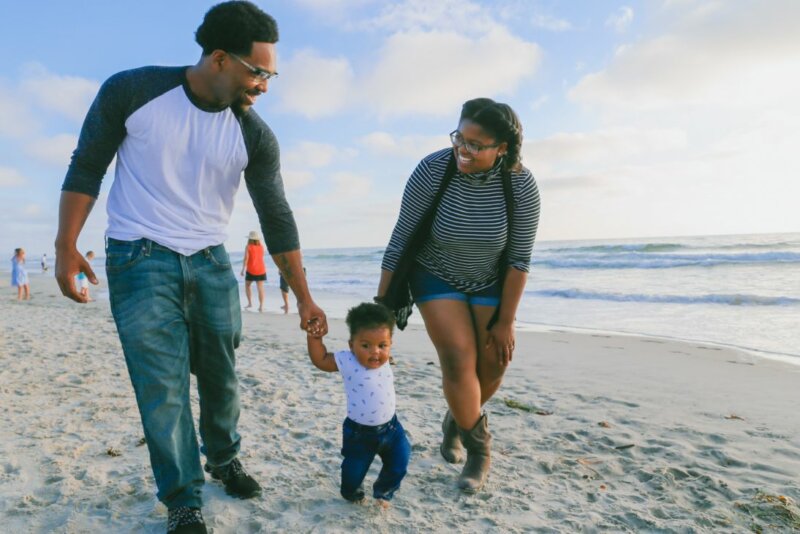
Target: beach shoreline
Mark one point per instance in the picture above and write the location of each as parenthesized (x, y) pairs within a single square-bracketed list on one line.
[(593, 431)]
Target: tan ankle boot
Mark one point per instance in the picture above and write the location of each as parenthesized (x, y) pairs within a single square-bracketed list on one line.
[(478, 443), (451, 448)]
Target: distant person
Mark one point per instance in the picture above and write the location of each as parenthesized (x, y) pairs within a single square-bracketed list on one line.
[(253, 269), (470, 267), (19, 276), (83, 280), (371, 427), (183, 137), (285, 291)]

Short problem: Convert the entries from the start of the entries up to and including the line containing "[(593, 431)]" into a two-column CSV with the columns instruction and points. Give one row per entry, put its text and its answer each in a single quoted field with line breaks turned into spaces, and leave the pictures out.

Exercise answer:
instruction,points
"Target: beach shoreline Mark one point per instance in the picture above and write the location of each as parenthesized (x, y) pairs within a single square-bracketed list on one line.","[(593, 431)]"